In the forum thread on identifying tank critters, what does the reply say the "little cotton balls" on the live rock are?
--- Begin Text segment ---
# help with i.d.



## Big Dogs Little Pigs (Nov 10, 2012)

my 14g biocube is a little over 6 weeks old now. while running the magnet over the glass recently, i see what look like tiny white *things* on the glass (inside, of course). they wiggle. they aren't even as big as the head of a pin so i don't see any detail. just tiny white *things*. any ideas?

also, i see something on some of my live rock that look like little cotton balls. 

ammonia 0
nitrites 0
nitrates 10

am i ready for fishies yet? i am getting SO anxious to put something in there that's a little more animated than astrea snails.

oh and, how long before i need to add some empty shells for my hermit crabs? they are tiny, maybe a little over 1/4". cute little buggers!


----------



## Reefing Madness (Jun 26, 2011)

Yup, looks like your ready for Fishies.
Lil white bugs are Amphipods and Copepods. Those are good things, and a good sign.
Lil white cotton balls, are a sponge of some sort, possible Pineapple Sponge.


----------



## Big Dogs Little Pigs (Nov 10, 2012)

awesome, matt! thanks so much!! this is really exciting for me. my first saltwater tank all those many years ago was just base rock and fake corals. i've never done a tank with live rock so it's been a real hoot seeing all the little critters emerging. i haven't seen the little bristle worm for a couple of days so i'm guessing he's hiding in the rock work.


----------



## Reefing Madness (Jun 26, 2011)
--- End Text segment ---
--- Begin Records ---
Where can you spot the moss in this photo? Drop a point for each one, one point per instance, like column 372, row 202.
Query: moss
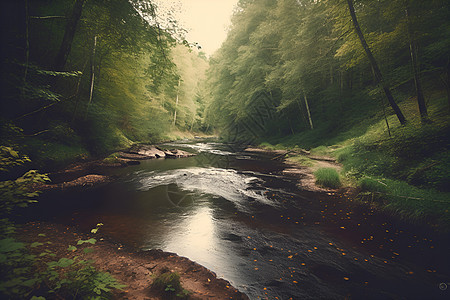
column 302, row 160
column 328, row 177
column 169, row 285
--- End Records ---
> [Task response]:
They are a sponge of some sort, possibly a pineapple sponge.